| SET TASK |
Every record should be written out exactly, please.

········

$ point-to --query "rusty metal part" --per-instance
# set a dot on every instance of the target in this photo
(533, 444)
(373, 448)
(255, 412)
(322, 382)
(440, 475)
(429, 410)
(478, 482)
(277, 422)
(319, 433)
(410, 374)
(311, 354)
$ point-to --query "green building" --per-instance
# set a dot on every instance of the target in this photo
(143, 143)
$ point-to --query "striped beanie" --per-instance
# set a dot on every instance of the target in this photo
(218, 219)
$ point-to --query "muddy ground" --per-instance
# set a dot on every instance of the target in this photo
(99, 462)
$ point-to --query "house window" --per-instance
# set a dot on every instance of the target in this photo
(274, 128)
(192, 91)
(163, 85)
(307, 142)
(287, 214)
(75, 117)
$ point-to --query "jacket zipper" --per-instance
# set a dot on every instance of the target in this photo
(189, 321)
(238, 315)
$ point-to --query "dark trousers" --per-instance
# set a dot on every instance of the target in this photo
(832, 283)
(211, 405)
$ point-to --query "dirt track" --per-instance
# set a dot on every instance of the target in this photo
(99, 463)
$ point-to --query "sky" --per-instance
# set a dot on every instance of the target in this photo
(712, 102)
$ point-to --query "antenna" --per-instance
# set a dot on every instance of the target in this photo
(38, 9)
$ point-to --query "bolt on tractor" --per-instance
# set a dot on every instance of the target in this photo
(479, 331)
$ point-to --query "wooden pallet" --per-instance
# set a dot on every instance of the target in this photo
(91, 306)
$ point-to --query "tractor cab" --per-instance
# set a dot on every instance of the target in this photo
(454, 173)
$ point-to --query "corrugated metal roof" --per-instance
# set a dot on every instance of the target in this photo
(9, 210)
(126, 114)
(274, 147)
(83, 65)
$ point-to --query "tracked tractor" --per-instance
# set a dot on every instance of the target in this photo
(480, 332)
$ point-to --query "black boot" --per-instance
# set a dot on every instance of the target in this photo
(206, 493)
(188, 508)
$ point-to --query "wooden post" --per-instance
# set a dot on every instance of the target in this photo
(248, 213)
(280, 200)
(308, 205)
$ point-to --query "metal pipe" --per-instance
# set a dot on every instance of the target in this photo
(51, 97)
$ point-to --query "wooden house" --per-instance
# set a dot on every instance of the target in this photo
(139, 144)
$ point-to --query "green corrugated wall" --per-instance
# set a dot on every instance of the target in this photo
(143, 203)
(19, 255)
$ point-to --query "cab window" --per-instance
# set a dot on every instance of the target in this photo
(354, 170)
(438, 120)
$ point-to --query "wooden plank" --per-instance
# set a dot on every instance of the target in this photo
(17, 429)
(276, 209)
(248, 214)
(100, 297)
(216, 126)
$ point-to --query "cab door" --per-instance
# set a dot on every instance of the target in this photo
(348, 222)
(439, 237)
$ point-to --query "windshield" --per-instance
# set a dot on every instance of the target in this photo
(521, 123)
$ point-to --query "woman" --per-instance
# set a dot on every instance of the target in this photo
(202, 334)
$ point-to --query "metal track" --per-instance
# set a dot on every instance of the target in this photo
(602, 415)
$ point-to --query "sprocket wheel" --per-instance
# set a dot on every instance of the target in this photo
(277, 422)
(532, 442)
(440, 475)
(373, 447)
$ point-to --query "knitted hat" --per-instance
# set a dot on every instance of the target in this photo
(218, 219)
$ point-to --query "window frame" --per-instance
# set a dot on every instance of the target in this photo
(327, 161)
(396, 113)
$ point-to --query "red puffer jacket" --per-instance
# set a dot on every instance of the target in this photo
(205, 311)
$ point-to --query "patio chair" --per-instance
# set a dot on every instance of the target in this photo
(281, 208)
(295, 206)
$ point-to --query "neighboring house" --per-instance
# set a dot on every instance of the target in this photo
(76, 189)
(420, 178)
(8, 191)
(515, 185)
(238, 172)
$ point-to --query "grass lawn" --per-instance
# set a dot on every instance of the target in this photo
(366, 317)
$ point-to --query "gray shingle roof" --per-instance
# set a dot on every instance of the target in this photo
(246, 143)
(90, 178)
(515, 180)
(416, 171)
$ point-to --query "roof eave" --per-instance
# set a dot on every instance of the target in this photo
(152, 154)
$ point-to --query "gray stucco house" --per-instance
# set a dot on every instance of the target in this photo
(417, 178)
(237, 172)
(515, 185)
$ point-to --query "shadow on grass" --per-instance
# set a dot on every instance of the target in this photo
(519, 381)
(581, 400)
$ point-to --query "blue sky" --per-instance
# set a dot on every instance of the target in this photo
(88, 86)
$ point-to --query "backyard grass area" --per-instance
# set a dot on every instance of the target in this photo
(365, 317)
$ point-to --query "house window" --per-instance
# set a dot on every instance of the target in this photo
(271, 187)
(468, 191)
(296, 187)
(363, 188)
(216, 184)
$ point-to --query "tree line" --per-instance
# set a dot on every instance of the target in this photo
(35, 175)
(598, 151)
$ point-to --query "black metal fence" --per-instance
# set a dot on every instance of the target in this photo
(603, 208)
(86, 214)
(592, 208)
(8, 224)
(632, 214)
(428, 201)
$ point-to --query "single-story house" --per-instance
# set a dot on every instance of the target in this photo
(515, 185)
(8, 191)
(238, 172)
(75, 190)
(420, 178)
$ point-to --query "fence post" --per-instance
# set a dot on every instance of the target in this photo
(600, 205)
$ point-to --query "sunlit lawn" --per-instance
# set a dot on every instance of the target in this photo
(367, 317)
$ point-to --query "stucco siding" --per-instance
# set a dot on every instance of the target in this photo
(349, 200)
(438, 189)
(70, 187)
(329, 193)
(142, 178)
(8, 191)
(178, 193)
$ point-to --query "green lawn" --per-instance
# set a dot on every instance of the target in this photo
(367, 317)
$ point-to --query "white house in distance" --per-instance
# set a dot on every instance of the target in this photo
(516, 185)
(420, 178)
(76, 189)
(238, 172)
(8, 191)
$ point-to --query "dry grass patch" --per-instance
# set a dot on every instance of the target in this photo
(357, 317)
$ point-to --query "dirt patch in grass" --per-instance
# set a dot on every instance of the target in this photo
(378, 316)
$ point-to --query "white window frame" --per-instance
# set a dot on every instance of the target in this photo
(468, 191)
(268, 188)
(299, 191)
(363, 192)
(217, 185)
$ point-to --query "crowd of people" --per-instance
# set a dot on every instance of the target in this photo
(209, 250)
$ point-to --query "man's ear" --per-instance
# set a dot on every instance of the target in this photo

········

| COMPLETED TASK |
$ point-to --query "rusty metal part" --per-instance
# set a dot on every instance of the target in this photo
(533, 444)
(373, 448)
(255, 412)
(322, 382)
(440, 475)
(429, 410)
(478, 482)
(277, 422)
(319, 433)
(410, 374)
(311, 354)
$ point-to --query "green building" --per-instance
# set a dot on every instance of the target in this photo
(143, 143)
$ point-to --query "striped beanie" --per-instance
# set a dot on every instance of the target in this photo
(218, 219)
$ point-to --query "muddy ground" --per-instance
# set a dot on every instance of the target in this photo
(99, 462)
$ point-to --query "house window" --per-instance
# set a dot on every instance of the target in this photo
(274, 128)
(192, 91)
(163, 85)
(307, 142)
(287, 214)
(75, 117)
$ point-to --query "jacket zipper" --per-instance
# set a dot on every instance of the target in this photo
(189, 321)
(238, 315)
$ point-to --query "dark trousers" --per-instance
# set a dot on every instance of the target in this photo
(832, 283)
(211, 405)
$ point-to --query "dirt track" --per-instance
# set a dot on every instance of the target in this photo
(99, 463)
$ point-to --query "sky" --per-instance
# set a dot on every instance of the target in this photo
(712, 102)
$ point-to --query "antenna" --per-instance
# set a dot on every instance of the target in this photo
(38, 9)
$ point-to --query "bolt on tractor" --per-instance
# set a dot on every instance of the target in this photo
(479, 331)
$ point-to --query "wooden pallet" --per-instance
# set a dot on every instance of the target in this photo
(91, 306)
$ point-to --query "tractor cab" --per-instance
# set a dot on every instance of the target in this photo
(454, 173)
$ point-to --query "corrugated metal roof" --per-instance
# set a dot on every instance of the target in this photo
(9, 210)
(126, 114)
(274, 147)
(83, 65)
$ point-to --query "tracked tractor" --per-instance
# set a dot on every instance of the target in this photo
(480, 332)
$ point-to --query "black boot" --per-instance
# set a dot on every instance of the target in this photo
(206, 493)
(188, 508)
$ point-to --query "wooden post" --per-instance
# set a dot on every instance of the target in this photo
(248, 213)
(280, 200)
(308, 205)
$ point-to --query "metal pipe" --per-instance
# set a dot on every instance of the target in this photo
(51, 97)
$ point-to --query "wooden house" --per-instance
# set a dot on every instance of the target in this photo
(139, 144)
$ point-to --query "green corrugated wall" --per-instance
# set a dot on every instance of the target in this photo
(143, 203)
(19, 255)
$ point-to --query "cab window" --per-instance
# set a dot on every instance of the target in this photo
(354, 170)
(438, 120)
$ point-to --query "wooden plank" --per-instance
# set a dot on every instance of the target in this photo
(17, 429)
(276, 209)
(248, 214)
(100, 297)
(216, 126)
$ point-to --query "cab door" --per-instance
# set a dot on every instance of the target in this photo
(348, 222)
(439, 237)
$ point-to --query "windshield" --per-instance
# set a dot on every instance of the target in this photo
(521, 123)
$ point-to --query "woman" --per-instance
# set a dot on every instance of the target in this photo
(202, 334)
$ point-to --query "metal track" --per-instance
# set a dot on every instance of the target in this photo
(602, 415)
$ point-to --query "sprocket wheel" --per-instance
# set a dot on every instance of the target in this photo
(277, 422)
(532, 442)
(440, 475)
(373, 447)
$ point-to --query "knitted hat" --per-instance
# set a dot on every instance of the target in this photo
(218, 219)
$ point-to --query "window frame" --per-instance
# set a dot on every instance of the target in this photo
(327, 161)
(396, 113)
$ point-to --query "red puffer jacket" --per-instance
# set a dot on every instance of the target in this photo
(205, 311)
$ point-to --query "patio chair" --per-instance
# set a dot on every instance of the target in this photo
(281, 208)
(295, 206)
$ point-to --query "neighboring house" --per-instance
# set a dot on every instance of the target in this photo
(76, 189)
(420, 178)
(8, 191)
(515, 185)
(238, 172)
$ point-to --query "grass lawn" --per-instance
# set a dot on every instance of the target in this photo
(366, 317)
$ point-to --query "gray shingle roof" --per-instance
# set a dot on every instance of the target in this photo
(246, 143)
(90, 178)
(515, 180)
(416, 171)
$ point-to --query "roof eave" --per-instance
# set a dot on every instance of the target in this photo
(152, 154)
$ point-to --query "gray stucco house" --per-instance
# set a dot on every instance of the target in this photo
(417, 178)
(237, 172)
(515, 185)
$ point-to --query "shadow on grass" --per-instance
# set a dot on every instance of the target in this photo
(519, 381)
(581, 400)
$ point-to --query "blue sky" --per-instance
# set a dot on every instance of the target in this photo
(88, 86)
$ point-to --query "backyard grass area" --per-instance
# set a dot on every instance of the target in this photo
(365, 317)
$ point-to --query "house window" --per-instance
# set a dot on every instance of the target in this photo
(271, 187)
(468, 191)
(296, 187)
(363, 188)
(216, 184)
$ point-to --query "tree line" --per-instance
# set a dot on every instance of the target in this photo
(35, 175)
(598, 151)
$ point-to --query "black metal fence" --per-instance
# set a dot on every instance of the target in this photo
(603, 208)
(86, 214)
(592, 208)
(8, 224)
(632, 214)
(428, 201)
$ point-to --query "single-story house" --per-instance
# set a dot on every instance of the target in this photo
(515, 185)
(8, 191)
(238, 172)
(75, 190)
(420, 178)
$ point-to --query "fence post" --per-instance
# set a dot on every instance of the target in this photo
(600, 205)
$ point-to --query "sunlit lawn" --per-instance
# set a dot on every instance of the target in this photo
(367, 317)
$ point-to --query "stucco siding" --per-instance
# set a dot on every instance of the target in this photo
(349, 200)
(438, 189)
(70, 187)
(329, 193)
(142, 178)
(8, 191)
(178, 193)
$ point-to --query "green lawn" --per-instance
# set a dot on every instance of the target in this photo
(367, 317)
$ point-to --query "white house in distance" --per-instance
# set a dot on every instance of the target in this photo
(516, 185)
(420, 178)
(76, 189)
(238, 172)
(8, 191)
$ point-to --query "dry grass patch" --per-instance
# set a dot on every instance of the target in this photo
(357, 317)
$ point-to --query "dirt patch in grass" --per-instance
# set a dot on every instance of the target in this photo
(378, 316)
$ point-to --query "white window frame" --per-instance
# set a dot on every instance of the target in this photo
(468, 191)
(268, 188)
(299, 191)
(363, 192)
(217, 185)
$ point-to --query "crowd of people" --per-instance
# set a dot on every instance of the target in this photo
(209, 250)
$ point-to --query "man's ear" --per-instance
# set a dot on every instance of the target in this photo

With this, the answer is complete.